DATA IN THIS EXERCISE:

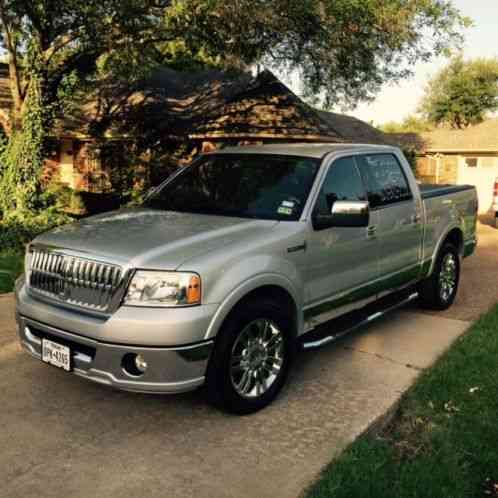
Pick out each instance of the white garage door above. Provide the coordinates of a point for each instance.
(480, 172)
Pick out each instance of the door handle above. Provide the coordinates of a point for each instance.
(371, 231)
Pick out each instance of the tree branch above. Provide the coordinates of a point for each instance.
(15, 85)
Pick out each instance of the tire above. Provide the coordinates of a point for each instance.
(251, 358)
(438, 291)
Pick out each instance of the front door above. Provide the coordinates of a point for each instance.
(342, 261)
(398, 227)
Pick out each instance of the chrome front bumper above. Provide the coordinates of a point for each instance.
(170, 369)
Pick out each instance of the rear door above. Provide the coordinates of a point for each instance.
(341, 260)
(398, 228)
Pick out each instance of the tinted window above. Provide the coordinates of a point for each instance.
(384, 178)
(342, 183)
(245, 185)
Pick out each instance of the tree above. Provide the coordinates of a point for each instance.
(52, 47)
(343, 49)
(411, 124)
(462, 93)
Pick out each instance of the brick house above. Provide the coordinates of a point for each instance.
(467, 156)
(177, 115)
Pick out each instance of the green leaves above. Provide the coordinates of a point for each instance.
(462, 93)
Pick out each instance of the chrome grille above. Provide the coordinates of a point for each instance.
(74, 280)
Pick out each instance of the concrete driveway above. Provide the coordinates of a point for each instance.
(62, 436)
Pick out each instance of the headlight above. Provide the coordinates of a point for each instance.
(158, 288)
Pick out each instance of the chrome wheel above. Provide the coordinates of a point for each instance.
(448, 277)
(257, 358)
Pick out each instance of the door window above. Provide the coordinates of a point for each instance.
(384, 178)
(342, 183)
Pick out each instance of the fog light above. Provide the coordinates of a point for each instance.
(140, 363)
(134, 364)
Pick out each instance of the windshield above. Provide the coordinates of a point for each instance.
(249, 186)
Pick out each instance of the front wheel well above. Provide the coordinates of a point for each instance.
(276, 293)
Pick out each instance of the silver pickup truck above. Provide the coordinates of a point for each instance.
(236, 262)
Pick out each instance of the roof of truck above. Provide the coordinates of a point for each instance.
(317, 150)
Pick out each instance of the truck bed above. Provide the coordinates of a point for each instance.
(428, 190)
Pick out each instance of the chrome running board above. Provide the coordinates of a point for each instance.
(323, 335)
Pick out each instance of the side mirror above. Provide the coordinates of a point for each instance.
(150, 192)
(344, 214)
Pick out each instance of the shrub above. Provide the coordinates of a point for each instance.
(17, 229)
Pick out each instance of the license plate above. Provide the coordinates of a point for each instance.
(56, 354)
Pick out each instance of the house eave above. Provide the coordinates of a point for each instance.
(461, 151)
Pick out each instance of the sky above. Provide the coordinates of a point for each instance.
(395, 102)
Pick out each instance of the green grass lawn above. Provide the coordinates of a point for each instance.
(11, 266)
(443, 442)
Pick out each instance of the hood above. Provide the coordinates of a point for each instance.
(147, 238)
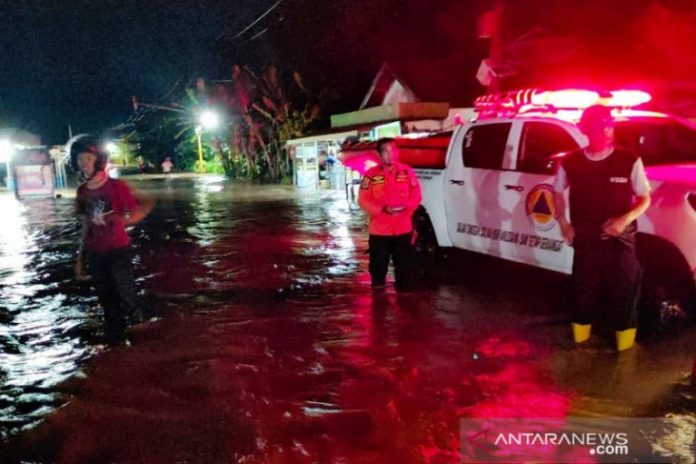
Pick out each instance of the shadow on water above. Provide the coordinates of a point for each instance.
(272, 347)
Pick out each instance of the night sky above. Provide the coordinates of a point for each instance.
(78, 62)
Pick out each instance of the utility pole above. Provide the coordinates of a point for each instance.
(490, 26)
(496, 45)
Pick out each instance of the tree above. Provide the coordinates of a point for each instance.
(265, 111)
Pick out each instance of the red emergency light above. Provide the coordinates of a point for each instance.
(519, 101)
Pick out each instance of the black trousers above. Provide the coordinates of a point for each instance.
(112, 276)
(606, 281)
(398, 248)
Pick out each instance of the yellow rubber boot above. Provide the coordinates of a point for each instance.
(625, 339)
(581, 332)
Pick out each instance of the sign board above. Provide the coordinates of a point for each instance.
(33, 173)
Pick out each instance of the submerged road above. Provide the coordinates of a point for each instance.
(270, 346)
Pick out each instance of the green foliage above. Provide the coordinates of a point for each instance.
(262, 111)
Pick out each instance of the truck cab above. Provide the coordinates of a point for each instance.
(494, 192)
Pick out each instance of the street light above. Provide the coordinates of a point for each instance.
(207, 120)
(6, 151)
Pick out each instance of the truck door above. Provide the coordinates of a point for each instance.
(529, 187)
(472, 181)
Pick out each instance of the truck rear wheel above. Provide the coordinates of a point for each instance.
(428, 251)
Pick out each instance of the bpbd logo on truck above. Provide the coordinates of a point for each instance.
(540, 207)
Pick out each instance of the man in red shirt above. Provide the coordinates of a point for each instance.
(390, 194)
(107, 206)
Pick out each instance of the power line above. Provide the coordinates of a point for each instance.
(257, 19)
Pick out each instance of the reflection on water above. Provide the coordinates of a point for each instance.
(273, 342)
(39, 315)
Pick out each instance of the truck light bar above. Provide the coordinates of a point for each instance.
(519, 101)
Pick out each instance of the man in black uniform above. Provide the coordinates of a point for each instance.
(608, 191)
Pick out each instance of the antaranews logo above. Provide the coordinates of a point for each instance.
(568, 440)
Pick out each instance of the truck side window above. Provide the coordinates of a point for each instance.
(484, 146)
(658, 141)
(540, 141)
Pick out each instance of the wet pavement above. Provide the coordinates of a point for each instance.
(270, 345)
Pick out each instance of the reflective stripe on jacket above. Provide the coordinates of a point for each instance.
(394, 186)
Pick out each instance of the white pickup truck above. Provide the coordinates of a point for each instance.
(487, 188)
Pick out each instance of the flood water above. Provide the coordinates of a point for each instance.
(268, 344)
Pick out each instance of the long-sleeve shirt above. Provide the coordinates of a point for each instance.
(393, 186)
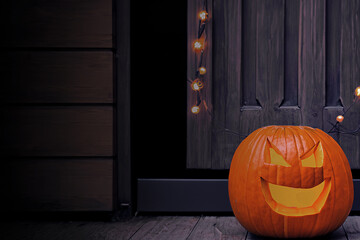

EXERCISE GOAL: Update all of the rows above so that "Pick out each instance" reads "Locate every instance" wherever it occurs, with everything else left unchanged. Omit the pictures from your answer.

COMPLETED TASK:
Locate every instance of the white garage door above. Provide the coordinates of a point for each instance.
(480, 172)
Locate every instance of the door handle above. Provide the coordinates of a point for each instance.
(371, 231)
Locate every instance of the tree branch above. Provide the coordinates of a point for each instance.
(15, 85)
Locate every instance of the tire above. Provide the coordinates of a point for each instance.
(251, 358)
(438, 291)
Locate every instance of the front door above. Provide the coordinates of a point for each instance.
(342, 261)
(398, 227)
Locate every instance of the chrome front bumper above. Provide the coordinates of a point for each instance.
(170, 369)
Locate every instance of the rear door above. Provide the coordinates of a point for each instance.
(341, 260)
(398, 228)
Locate every instance of the tinted window above. Provide the coordinates of a point for each instance.
(384, 178)
(342, 183)
(245, 185)
Locate every instance of the tree above. Provide the coordinates of a point for each instance.
(52, 47)
(343, 49)
(411, 124)
(462, 93)
Locate every instance of the brick house above. Provide the coordinates of a point for each instance.
(467, 156)
(177, 115)
Locate every instance of the green leaves above. Provide the coordinates of a point for each instance.
(462, 93)
Locate every instance of the chrome grille above. Provide the coordinates of a point for each instance.
(74, 280)
Locate every instance of the concrete driveway above. Provide the coordinates of a point for each instance.
(62, 436)
Locate every instance of the headlight above. Provide the coordinates of a point for each instance.
(158, 288)
Locate every instance of the chrome wheel above. Provide the coordinates of a point for each instance.
(448, 277)
(257, 358)
Locate every instance of the door window above. Provide the coordinates of a point for each instance.
(384, 178)
(342, 183)
Locate every instance of the fog light above. Provide the coordinates of a point for each instance.
(140, 363)
(134, 364)
Locate every instance of the windshield above. Provide the coordinates of a point for each instance.
(249, 186)
Locate every instance of the front wheel well above. Provide the coordinates of a point for each instance.
(276, 293)
Locate every instance of the silver pickup truck above. Provide the coordinates of a point for each instance.
(236, 262)
Locate every instance of the roof of truck above. Provide the coordinates of a point for each instance.
(317, 150)
Locate every instance of the truck bed above. Provide the coordinates of a point for each instance.
(428, 190)
Locate every instance of the chrome running board above. Provide the coordinates of a point for each instance.
(323, 335)
Locate every instance of the side mirror above. Provide the coordinates of a point for each instance.
(150, 192)
(344, 214)
Locate every instance of the shrub above. Provide the coordinates of a point for each instance.
(17, 229)
Locate every instance of the license plate above. Provide the coordinates of a point for each instance.
(56, 354)
Locate every instance of the house eave above. Provide the coordinates of a point for each instance.
(461, 151)
Locate every instance of the sky above. Provide the coordinates of a point for each instance.
(395, 102)
Locate every instance of the green grass lawn above. Provide the coordinates of a point for each instance.
(11, 266)
(443, 442)
Locate every instance of the hood above. Provide the coordinates of a point for each instance.
(147, 238)
Locate every instance of the shadow on water above. Provide the coordinates of a point for each instance.
(272, 347)
Locate every instance of the night sky above. Provide the coordinates of a point for each instance.
(78, 62)
Locate every instance of the utility pole above. Provide the coordinates of a point for each instance.
(490, 26)
(496, 45)
Locate every instance of the tree above. Provide the coordinates of a point for each instance.
(265, 111)
Locate every instance of the red emergency light above. Provide the coordinates of a point for each instance.
(519, 101)
Locate every instance of the black trousers above. Provide the coordinates of a point for each instance.
(112, 276)
(606, 281)
(398, 248)
Locate every instance of the yellow rubber boot above. Provide the coordinates of a point for each instance.
(625, 339)
(581, 332)
Locate every instance of the sign board above. Provide the coordinates of a point for each instance.
(33, 173)
Locate every instance of the submerged road above. Provide the coordinates of a point for each instance.
(270, 346)
Locate every instance of the green foliage above. Provide the coordinates of a point for each instance.
(262, 111)
Locate every instance of the truck cab above. Provide the coordinates of a point for each instance.
(494, 192)
Locate every instance of the street light above. Provide the coordinates of a point for each instance.
(207, 120)
(6, 151)
Locate every instance of the truck door above. Provide the coordinates of a point for each instance.
(529, 187)
(472, 181)
Locate every instance of the truck rear wheel above. Provide the coordinates of a point for each instance.
(428, 251)
Locate every instance of the bpbd logo on truck above. Provide the coordinates of a point for each instance.
(540, 207)
Locate every instance of the man in red shirt above. Provide the coordinates of a point for each instance.
(390, 194)
(107, 206)
Locate every instance of the power line above. Provide the coordinates of a point for each instance.
(257, 19)
Locate every instance of the reflection on water above. Provide the coordinates of a point for each instance.
(273, 342)
(39, 315)
Locate every instance of the truck light bar above. Provide the coordinates of a point for each instance.
(519, 101)
Locate every instance of the man in black uniform above. Provide the coordinates of a point for each instance.
(608, 191)
Locate every instance of the antaranews logo above. Provide the coordinates of a point for each instance.
(568, 440)
Locate every instance of the truck side window above. Provide the coordinates of a point for each instance.
(484, 146)
(658, 141)
(540, 141)
Locate every instance of the wet pavement above. Provide the coordinates of a point for each instance.
(270, 345)
Locate every instance of the reflective stripe on jacket above. Provide the coordinates of a point for each instance.
(394, 186)
Locate every instance of the white pickup truck above. Provide the coordinates of a point for each instance.
(487, 188)
Locate every instance of the flood water above. Provide the coordinates of a point for each instance.
(268, 344)
Locate every instance of the long-sleeve shirt above. Provide the coordinates of a point for each instance.
(393, 186)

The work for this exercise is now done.